[[ Passage for review open ]]

Ornithologists in Peru are in investigating the death of an estimated 600 pelicans on the beaches of northern Peru, according to AFP.

Peru's Oceanic Institute (IMARPE) said that, as of Sunday, they had found 538 dead pelicans and 54 dead Peruvian Boobies. They also found the carcasses of five sea lions that washed ashore and the decomposed remains of a turtle.

The Ministry of Production, in charge of fisheries, said in a statement that early results suggest that the birds died on the beach, and did not wash ashore dead.                 

The investigation follows an incident that took place in April when 877 dolphins were found washed up dead on the same stretch of coast.

While it is not immediately clear if two incidents are connected, investigators are now looking in to a highly infectious virus known as morbillivirus as the reason for the deaths, Peruvian Deputy Environment Minister Gabriel Quijandria told CNN

Morbillivirus is a type of virus that causes serious disease in several species of animals and in people

An important feature of morbillviruses is their ability to cause major epidemics when populations without immunity are exposed.

[[ Passage for review closed ]]
[[ Data extracts open ]]

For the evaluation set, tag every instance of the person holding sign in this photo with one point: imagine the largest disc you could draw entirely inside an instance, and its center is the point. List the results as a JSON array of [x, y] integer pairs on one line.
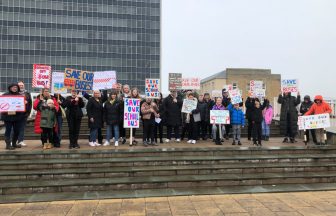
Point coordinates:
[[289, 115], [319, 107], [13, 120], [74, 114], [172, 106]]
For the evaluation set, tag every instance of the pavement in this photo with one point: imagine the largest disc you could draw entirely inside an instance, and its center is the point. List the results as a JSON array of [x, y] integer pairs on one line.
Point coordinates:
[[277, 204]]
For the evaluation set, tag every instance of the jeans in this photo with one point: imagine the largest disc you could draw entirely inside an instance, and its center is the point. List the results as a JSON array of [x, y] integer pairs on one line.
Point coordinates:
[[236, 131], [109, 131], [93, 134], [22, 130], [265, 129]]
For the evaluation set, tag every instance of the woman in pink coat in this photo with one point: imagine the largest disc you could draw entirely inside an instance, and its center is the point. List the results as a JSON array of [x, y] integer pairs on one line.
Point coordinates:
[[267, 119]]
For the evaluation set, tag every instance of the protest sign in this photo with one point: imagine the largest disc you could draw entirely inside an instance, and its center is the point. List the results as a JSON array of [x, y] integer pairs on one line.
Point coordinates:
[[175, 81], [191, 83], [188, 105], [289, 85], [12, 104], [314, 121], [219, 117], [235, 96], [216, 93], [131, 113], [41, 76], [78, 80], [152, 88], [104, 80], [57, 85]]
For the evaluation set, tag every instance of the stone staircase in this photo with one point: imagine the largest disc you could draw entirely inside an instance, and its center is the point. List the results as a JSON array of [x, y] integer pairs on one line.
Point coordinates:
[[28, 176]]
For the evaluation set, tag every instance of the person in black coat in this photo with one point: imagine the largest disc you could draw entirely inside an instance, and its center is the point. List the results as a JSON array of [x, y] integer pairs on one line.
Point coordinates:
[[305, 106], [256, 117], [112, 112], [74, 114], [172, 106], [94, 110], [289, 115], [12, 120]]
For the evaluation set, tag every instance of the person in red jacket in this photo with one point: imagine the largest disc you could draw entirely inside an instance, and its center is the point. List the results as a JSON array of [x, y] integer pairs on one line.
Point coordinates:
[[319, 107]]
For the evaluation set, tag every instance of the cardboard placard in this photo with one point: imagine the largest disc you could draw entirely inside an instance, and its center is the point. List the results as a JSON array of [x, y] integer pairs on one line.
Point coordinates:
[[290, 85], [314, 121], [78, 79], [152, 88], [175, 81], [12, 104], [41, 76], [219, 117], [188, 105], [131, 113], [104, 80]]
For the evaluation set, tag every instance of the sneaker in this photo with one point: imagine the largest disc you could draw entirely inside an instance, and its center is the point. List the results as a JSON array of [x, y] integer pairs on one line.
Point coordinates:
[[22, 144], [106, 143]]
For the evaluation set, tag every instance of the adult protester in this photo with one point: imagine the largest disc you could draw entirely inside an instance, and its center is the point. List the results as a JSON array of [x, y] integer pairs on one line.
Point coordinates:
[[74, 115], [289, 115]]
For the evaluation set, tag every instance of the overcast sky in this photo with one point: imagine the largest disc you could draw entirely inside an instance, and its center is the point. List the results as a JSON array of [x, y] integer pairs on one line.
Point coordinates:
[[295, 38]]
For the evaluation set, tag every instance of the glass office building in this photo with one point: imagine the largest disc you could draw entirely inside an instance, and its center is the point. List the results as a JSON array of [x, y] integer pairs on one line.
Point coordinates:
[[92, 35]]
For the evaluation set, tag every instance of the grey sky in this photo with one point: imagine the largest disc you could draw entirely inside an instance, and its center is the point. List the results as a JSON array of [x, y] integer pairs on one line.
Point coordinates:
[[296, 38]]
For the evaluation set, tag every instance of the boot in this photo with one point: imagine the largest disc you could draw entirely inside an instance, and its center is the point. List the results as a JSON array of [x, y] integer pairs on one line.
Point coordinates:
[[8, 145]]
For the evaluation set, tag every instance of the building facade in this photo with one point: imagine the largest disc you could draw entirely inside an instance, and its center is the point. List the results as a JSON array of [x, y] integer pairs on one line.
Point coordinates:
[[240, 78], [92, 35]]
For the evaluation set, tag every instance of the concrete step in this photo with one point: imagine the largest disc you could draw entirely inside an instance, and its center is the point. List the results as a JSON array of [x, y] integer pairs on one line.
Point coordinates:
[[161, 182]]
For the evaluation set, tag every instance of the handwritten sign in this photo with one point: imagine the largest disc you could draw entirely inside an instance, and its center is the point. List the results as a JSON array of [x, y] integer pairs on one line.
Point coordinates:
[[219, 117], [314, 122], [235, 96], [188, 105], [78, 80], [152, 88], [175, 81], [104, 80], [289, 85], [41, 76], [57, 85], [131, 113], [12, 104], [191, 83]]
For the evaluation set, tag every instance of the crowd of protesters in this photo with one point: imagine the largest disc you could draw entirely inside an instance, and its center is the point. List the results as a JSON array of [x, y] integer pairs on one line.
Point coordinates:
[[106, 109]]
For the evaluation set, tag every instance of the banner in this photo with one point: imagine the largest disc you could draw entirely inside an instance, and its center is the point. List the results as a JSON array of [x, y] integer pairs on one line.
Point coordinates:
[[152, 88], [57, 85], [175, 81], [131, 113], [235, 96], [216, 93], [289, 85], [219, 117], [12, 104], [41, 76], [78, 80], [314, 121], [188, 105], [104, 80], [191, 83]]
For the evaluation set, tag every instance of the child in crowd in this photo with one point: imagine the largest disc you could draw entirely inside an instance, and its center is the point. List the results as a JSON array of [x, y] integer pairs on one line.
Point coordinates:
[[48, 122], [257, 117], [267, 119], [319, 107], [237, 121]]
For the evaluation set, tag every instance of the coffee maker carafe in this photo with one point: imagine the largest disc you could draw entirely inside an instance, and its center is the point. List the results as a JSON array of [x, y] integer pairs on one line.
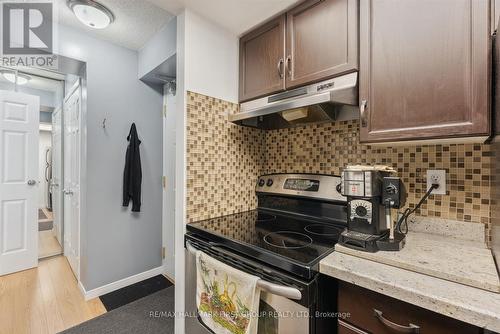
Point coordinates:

[[ Data extracts closed ]]
[[ Data extracts open ]]

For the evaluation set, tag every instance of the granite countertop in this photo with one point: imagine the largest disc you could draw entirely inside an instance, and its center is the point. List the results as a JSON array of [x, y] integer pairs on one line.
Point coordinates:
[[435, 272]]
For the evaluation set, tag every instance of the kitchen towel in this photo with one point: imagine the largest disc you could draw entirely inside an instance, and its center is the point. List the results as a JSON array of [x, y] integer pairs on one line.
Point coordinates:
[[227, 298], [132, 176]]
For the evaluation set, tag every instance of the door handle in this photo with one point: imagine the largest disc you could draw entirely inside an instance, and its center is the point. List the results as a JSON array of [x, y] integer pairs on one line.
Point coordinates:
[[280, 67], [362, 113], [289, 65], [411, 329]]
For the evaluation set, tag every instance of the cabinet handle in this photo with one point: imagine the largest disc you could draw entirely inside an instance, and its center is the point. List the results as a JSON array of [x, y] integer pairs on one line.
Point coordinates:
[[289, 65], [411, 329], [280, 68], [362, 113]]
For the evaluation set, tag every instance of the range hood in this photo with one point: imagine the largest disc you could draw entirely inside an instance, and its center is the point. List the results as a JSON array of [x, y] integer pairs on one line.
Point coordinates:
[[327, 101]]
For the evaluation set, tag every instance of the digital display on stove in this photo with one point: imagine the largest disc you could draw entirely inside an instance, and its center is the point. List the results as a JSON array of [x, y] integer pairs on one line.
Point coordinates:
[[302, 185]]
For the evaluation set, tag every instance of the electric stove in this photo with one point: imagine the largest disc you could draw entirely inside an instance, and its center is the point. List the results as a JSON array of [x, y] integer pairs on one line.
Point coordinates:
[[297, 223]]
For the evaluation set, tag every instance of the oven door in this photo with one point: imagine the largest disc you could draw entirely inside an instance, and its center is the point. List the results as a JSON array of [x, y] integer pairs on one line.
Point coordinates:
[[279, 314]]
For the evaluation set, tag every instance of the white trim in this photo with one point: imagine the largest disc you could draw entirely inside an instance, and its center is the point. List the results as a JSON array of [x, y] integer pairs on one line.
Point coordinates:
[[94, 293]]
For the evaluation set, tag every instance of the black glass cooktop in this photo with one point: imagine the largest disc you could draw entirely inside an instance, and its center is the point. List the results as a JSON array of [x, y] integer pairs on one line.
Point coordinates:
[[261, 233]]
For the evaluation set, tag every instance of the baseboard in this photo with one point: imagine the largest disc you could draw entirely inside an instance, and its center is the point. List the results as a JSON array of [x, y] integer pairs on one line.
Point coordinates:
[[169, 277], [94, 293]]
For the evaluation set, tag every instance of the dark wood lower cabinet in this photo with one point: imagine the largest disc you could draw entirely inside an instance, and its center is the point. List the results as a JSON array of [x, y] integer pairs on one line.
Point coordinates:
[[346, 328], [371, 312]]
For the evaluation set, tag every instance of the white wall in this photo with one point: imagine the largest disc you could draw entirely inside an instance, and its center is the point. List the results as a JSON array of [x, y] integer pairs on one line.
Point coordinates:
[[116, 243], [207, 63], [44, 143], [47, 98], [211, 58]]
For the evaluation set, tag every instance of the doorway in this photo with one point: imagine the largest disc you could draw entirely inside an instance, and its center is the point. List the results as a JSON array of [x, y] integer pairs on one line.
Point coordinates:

[[ Data extracts closed ]]

• [Action item]
Turn the paragraph beginning "Peru's Oceanic Institute" in the article about the pelican deaths into a short list that keeps its main facts. The data have no connection to the article about the pelican deaths.

• [Exercise response]
- As of Sunday, Peru's Oceanic Institute (IMARPE) had found 538 dead pelicans and 54 dead Peruvian Boobies.
- It also found the carcasses of five sea lions that washed ashore.
- The decomposed remains of a turtle were found as well.